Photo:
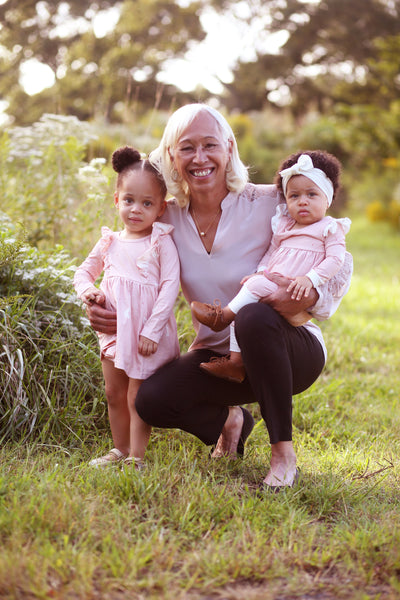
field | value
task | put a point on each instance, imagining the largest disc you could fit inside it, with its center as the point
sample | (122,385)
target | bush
(51,380)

- **THE PROBLEM**: Render the listing above as a numbered list, one line per entry, with no blank lines and the pictures left out.

- **WRITTEN SOLUTION**:
1. Photo:
2. field | value
3. task | put a point on each instance, imagining the largest disc you could fit inside it, with its center as the point
4. sample | (122,385)
5. target | bush
6. (51,380)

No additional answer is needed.